(Extracted records)
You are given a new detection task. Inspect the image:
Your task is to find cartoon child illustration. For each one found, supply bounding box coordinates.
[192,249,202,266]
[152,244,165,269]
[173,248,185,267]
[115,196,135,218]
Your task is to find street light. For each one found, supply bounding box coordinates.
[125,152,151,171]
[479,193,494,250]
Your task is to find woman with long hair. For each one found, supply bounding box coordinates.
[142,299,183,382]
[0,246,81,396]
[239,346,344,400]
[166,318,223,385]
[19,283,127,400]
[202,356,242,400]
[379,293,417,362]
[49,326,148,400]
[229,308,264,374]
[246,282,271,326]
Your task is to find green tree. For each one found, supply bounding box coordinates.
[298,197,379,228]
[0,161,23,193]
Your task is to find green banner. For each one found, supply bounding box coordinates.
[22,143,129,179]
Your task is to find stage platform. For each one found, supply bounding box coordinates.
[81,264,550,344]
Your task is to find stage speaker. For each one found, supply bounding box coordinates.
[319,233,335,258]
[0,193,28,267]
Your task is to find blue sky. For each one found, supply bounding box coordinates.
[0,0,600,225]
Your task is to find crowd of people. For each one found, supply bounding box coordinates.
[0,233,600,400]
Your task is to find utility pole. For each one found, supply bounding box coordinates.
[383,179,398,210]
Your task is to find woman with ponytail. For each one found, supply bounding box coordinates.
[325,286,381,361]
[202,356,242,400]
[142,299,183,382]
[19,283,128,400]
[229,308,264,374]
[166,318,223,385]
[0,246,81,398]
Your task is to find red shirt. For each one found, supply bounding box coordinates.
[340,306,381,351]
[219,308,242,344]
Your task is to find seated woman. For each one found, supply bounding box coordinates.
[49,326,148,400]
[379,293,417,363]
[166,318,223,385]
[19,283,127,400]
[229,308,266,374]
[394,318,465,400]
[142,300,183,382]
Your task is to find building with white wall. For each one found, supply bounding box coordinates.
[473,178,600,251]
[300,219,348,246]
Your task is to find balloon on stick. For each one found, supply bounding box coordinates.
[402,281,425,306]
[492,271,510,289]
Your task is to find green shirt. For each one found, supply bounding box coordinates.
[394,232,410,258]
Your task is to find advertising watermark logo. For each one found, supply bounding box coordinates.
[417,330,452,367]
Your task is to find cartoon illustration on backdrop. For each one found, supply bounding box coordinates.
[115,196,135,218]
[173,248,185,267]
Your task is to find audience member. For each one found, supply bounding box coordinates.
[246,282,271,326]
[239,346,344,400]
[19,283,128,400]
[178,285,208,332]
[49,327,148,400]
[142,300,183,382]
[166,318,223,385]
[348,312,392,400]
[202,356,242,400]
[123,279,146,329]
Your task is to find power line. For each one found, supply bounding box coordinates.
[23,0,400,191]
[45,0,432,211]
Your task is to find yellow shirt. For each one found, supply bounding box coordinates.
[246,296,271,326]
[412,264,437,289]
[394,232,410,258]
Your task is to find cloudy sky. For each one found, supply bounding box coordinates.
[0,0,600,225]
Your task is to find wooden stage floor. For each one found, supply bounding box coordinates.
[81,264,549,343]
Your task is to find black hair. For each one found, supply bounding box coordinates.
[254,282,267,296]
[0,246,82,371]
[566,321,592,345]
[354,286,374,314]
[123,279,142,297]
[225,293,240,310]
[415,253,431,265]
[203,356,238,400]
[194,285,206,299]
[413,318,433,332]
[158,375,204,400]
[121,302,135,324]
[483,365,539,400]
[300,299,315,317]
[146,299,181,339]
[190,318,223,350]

* _Aim of the task_
How many lines in the listing above contain the word "hair"? Give only the number.

* _Result_
2